It would help if you retyped the data exactly, leaving out the pictures.

**Given entries:**
================

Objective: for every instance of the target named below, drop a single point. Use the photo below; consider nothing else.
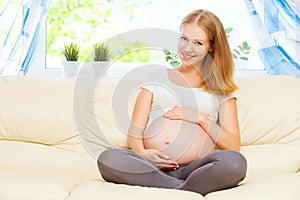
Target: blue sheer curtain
(276, 24)
(24, 21)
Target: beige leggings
(216, 171)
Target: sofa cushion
(275, 187)
(267, 159)
(19, 185)
(96, 190)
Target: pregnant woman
(184, 132)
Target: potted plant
(71, 65)
(102, 55)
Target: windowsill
(119, 70)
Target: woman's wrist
(204, 121)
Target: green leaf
(166, 51)
(236, 51)
(228, 30)
(168, 58)
(174, 63)
(243, 58)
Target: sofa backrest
(37, 128)
(59, 126)
(268, 110)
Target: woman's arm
(226, 135)
(140, 117)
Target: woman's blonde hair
(217, 66)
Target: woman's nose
(188, 47)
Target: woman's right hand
(159, 159)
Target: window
(87, 22)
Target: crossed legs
(216, 171)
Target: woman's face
(193, 45)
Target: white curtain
(277, 28)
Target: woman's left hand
(183, 113)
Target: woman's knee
(234, 164)
(109, 157)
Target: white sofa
(49, 139)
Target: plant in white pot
(102, 55)
(71, 65)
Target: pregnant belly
(182, 141)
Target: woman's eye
(183, 38)
(199, 43)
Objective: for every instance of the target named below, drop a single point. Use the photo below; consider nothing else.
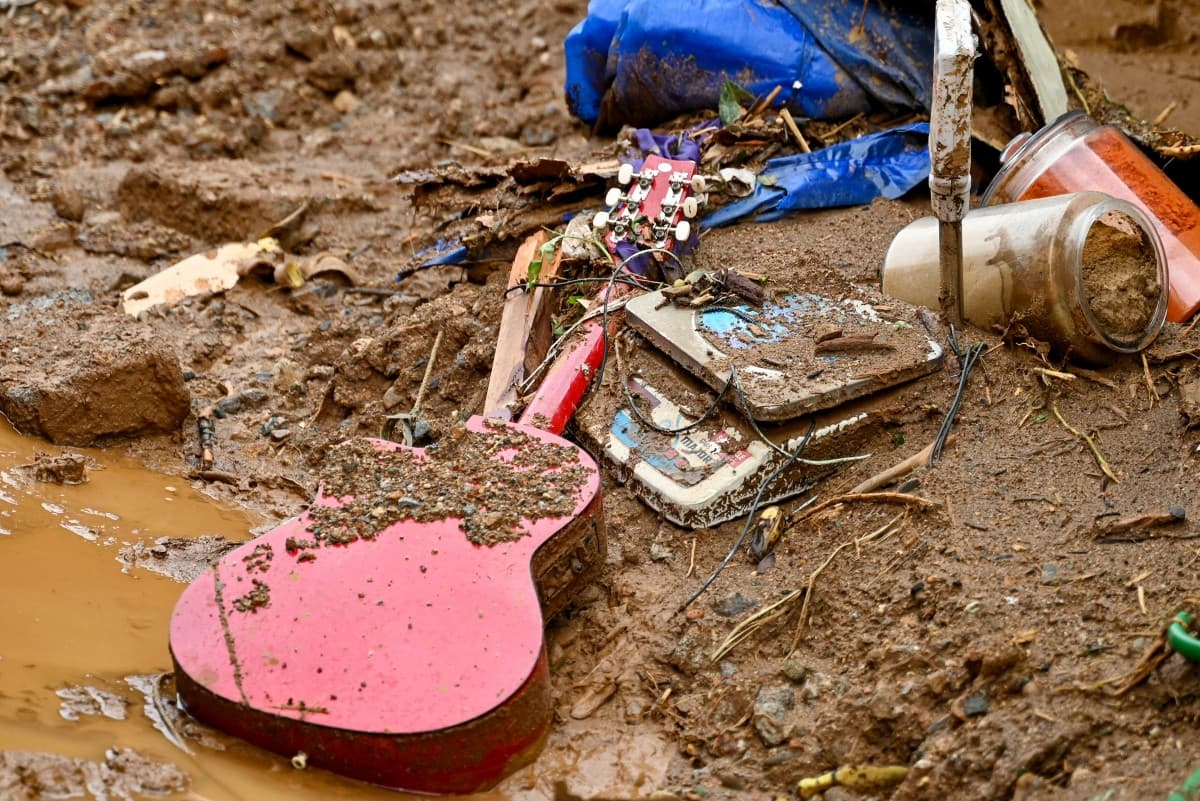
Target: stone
(976, 705)
(795, 669)
(67, 202)
(78, 374)
(771, 706)
(733, 606)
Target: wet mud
(972, 639)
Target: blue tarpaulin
(643, 61)
(852, 173)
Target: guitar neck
(568, 380)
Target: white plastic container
(1045, 265)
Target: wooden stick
(1167, 112)
(539, 318)
(808, 596)
(1180, 151)
(508, 365)
(1096, 451)
(765, 103)
(795, 128)
(877, 498)
(898, 470)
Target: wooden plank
(539, 319)
(1037, 55)
(508, 365)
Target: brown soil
(487, 480)
(1120, 275)
(970, 643)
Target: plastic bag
(641, 62)
(885, 164)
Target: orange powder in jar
(1074, 154)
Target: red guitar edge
(475, 754)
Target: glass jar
(1073, 154)
(1084, 272)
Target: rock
(67, 202)
(795, 669)
(660, 553)
(690, 654)
(346, 102)
(76, 374)
(12, 283)
(732, 606)
(228, 405)
(771, 706)
(976, 705)
(333, 72)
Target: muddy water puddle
(83, 632)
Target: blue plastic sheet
(852, 173)
(643, 61)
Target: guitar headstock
(655, 208)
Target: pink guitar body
(412, 657)
(414, 660)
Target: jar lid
(1026, 156)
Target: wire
(569, 282)
(604, 318)
(967, 360)
(750, 515)
(653, 426)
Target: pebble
(228, 405)
(253, 397)
(774, 702)
(12, 283)
(660, 553)
(795, 669)
(67, 202)
(976, 705)
(732, 606)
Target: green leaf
(729, 107)
(534, 272)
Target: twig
(808, 596)
(429, 373)
(881, 498)
(795, 128)
(1096, 451)
(208, 437)
(1167, 112)
(1083, 101)
(754, 622)
(1150, 381)
(880, 531)
(765, 103)
(898, 470)
(1054, 373)
(1180, 151)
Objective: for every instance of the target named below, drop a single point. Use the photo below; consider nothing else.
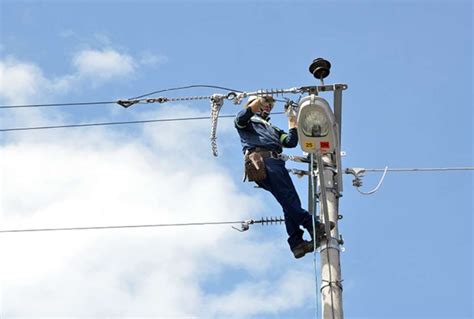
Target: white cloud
(21, 82)
(103, 64)
(101, 177)
(151, 59)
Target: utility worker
(262, 144)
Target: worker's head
(265, 102)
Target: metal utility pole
(331, 282)
(319, 130)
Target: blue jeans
(279, 183)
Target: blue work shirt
(255, 132)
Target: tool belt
(254, 165)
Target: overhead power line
(186, 87)
(115, 102)
(114, 227)
(244, 225)
(56, 104)
(116, 123)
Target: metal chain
(217, 101)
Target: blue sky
(408, 65)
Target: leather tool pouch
(255, 167)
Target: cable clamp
(334, 243)
(337, 283)
(127, 103)
(245, 225)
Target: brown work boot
(302, 248)
(321, 232)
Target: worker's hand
(292, 121)
(291, 111)
(255, 105)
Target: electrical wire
(56, 104)
(186, 87)
(115, 102)
(116, 227)
(376, 187)
(116, 123)
(428, 169)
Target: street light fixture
(317, 127)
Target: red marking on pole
(324, 144)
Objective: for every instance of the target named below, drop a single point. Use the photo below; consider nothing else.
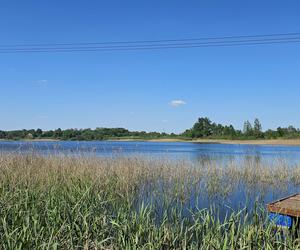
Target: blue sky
(134, 89)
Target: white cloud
(177, 103)
(43, 117)
(41, 83)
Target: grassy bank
(130, 203)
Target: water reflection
(232, 176)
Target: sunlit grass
(49, 202)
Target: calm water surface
(172, 150)
(239, 197)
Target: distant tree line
(203, 128)
(81, 134)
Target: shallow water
(170, 150)
(238, 196)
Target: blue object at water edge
(281, 220)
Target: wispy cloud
(177, 103)
(42, 83)
(43, 117)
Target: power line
(155, 44)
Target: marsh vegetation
(49, 202)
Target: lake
(170, 150)
(240, 194)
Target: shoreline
(283, 142)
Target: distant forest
(203, 128)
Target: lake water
(171, 150)
(194, 152)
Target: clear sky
(134, 89)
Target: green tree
(247, 128)
(257, 129)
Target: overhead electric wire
(155, 44)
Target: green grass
(89, 203)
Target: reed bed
(64, 202)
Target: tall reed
(60, 202)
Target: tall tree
(247, 128)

================

**Result for this task:**
Objective: for every instance of the target named below, drop a single point. Use the photo below; consider nothing else.
Target: blue sheer curtain
(276, 24)
(24, 21)
Target: beige leggings
(216, 171)
Target: sofa cushion
(275, 187)
(267, 159)
(19, 185)
(96, 190)
Target: pregnant woman
(184, 132)
Target: potted plant
(71, 65)
(102, 55)
Target: windowsill
(119, 70)
Target: woman's wrist
(204, 121)
Target: green leaf
(166, 51)
(236, 51)
(228, 30)
(168, 58)
(174, 63)
(243, 58)
Target: sofa backrest
(37, 128)
(59, 126)
(268, 110)
Target: woman's arm
(226, 135)
(140, 117)
Target: woman's blonde hair
(217, 66)
Target: woman's nose
(188, 47)
Target: woman's right hand
(159, 159)
Target: window
(87, 22)
Target: crossed legs
(216, 171)
Target: woman's face
(193, 45)
Target: white curtain
(277, 28)
Target: woman's left hand
(183, 113)
Target: woman's knee
(234, 164)
(109, 157)
Target: white sofa
(49, 139)
Target: plant in white pot
(102, 55)
(71, 65)
Target: pregnant belly
(182, 141)
Target: woman's eye
(183, 38)
(199, 43)
Objective: for every instance of the target named below, drop a single point. Use the photo below; consider nothing else.
Target: stone
(976, 705)
(795, 669)
(67, 202)
(78, 374)
(771, 706)
(733, 606)
Target: wet mud
(972, 639)
Target: blue tarpaulin
(643, 61)
(852, 173)
Target: guitar neck
(568, 380)
Target: white plastic container
(1045, 265)
Target: wooden stick
(1167, 112)
(539, 318)
(808, 596)
(1180, 151)
(508, 365)
(1096, 451)
(765, 103)
(795, 128)
(877, 498)
(898, 470)
Target: wooden plank
(539, 319)
(1037, 55)
(508, 365)
Target: brown soil
(487, 480)
(1120, 275)
(970, 643)
Target: plastic bag
(641, 62)
(885, 164)
Target: orange powder in jar
(1074, 154)
Target: red guitar edge
(475, 754)
Target: glass jar
(1073, 154)
(1084, 272)
Target: rock
(67, 202)
(795, 669)
(660, 553)
(690, 654)
(346, 102)
(76, 374)
(12, 283)
(732, 606)
(228, 405)
(771, 706)
(976, 705)
(333, 72)
Target: muddy water puddle
(83, 632)
Target: blue plastic sheet
(852, 173)
(643, 61)
Target: guitar headstock
(655, 208)
Target: pink guitar body
(412, 657)
(414, 660)
Target: jar lid
(1026, 156)
Target: wire
(569, 282)
(604, 318)
(967, 360)
(750, 515)
(653, 426)
Target: pebble
(228, 405)
(253, 397)
(774, 702)
(12, 283)
(660, 553)
(795, 669)
(67, 202)
(976, 705)
(732, 606)
Target: green leaf
(729, 107)
(534, 272)
Target: twig
(808, 596)
(429, 373)
(881, 498)
(795, 128)
(1096, 451)
(208, 437)
(1167, 112)
(1083, 101)
(754, 622)
(1150, 381)
(880, 531)
(765, 103)
(898, 470)
(1054, 373)
(1180, 151)
Objective: for every instance of the target named below, drop a single point. Use the photo below; consider nothing else.
Target: white cloud
(21, 82)
(103, 64)
(101, 177)
(151, 59)
Target: utility worker
(262, 144)
Target: worker's head
(265, 102)
Target: metal utility pole
(331, 282)
(319, 130)
Target: blue jeans
(279, 183)
Target: blue work shirt
(255, 132)
Target: tool belt
(254, 165)
Target: overhead power line
(186, 87)
(115, 102)
(114, 227)
(244, 225)
(56, 104)
(116, 123)
Target: metal chain
(217, 101)
Target: blue sky
(408, 65)
Target: leather tool pouch
(255, 167)
Target: cable clamp
(334, 243)
(337, 283)
(127, 103)
(245, 225)
Target: brown work boot
(302, 248)
(321, 232)
Target: worker's hand
(292, 121)
(291, 111)
(255, 105)
Target: electrical wire
(56, 104)
(186, 87)
(115, 102)
(116, 227)
(376, 187)
(116, 123)
(428, 169)
Target: street light fixture
(317, 127)
Target: red marking on pole
(324, 144)
Objective: for every instance of the target named below, drop a single point. Use the photo below; consider nothing else.
Target: blue sky
(134, 89)
Target: white cloud
(177, 103)
(43, 117)
(41, 83)
Target: grassy bank
(130, 203)
Target: water reflection
(232, 176)
Target: sunlit grass
(49, 202)
Target: calm water surface
(172, 150)
(239, 197)
Target: distant tree line
(203, 128)
(81, 134)
Target: shallow water
(170, 150)
(238, 196)
Target: blue object at water edge
(281, 220)
Target: wispy cloud
(177, 103)
(42, 83)
(43, 117)
Target: power line
(155, 44)
Target: marsh vegetation
(49, 202)
Target: lake
(170, 150)
(240, 194)
Target: shoreline
(283, 142)
Target: distant forest
(203, 128)
Target: lake water
(171, 150)
(194, 152)
Target: clear sky
(134, 89)
Target: green tree
(247, 128)
(257, 129)
Target: overhead electric wire
(155, 44)
Target: green grass
(89, 203)
Target: reed bed
(64, 202)
Target: tall reed
(60, 202)
Target: tall tree
(247, 128)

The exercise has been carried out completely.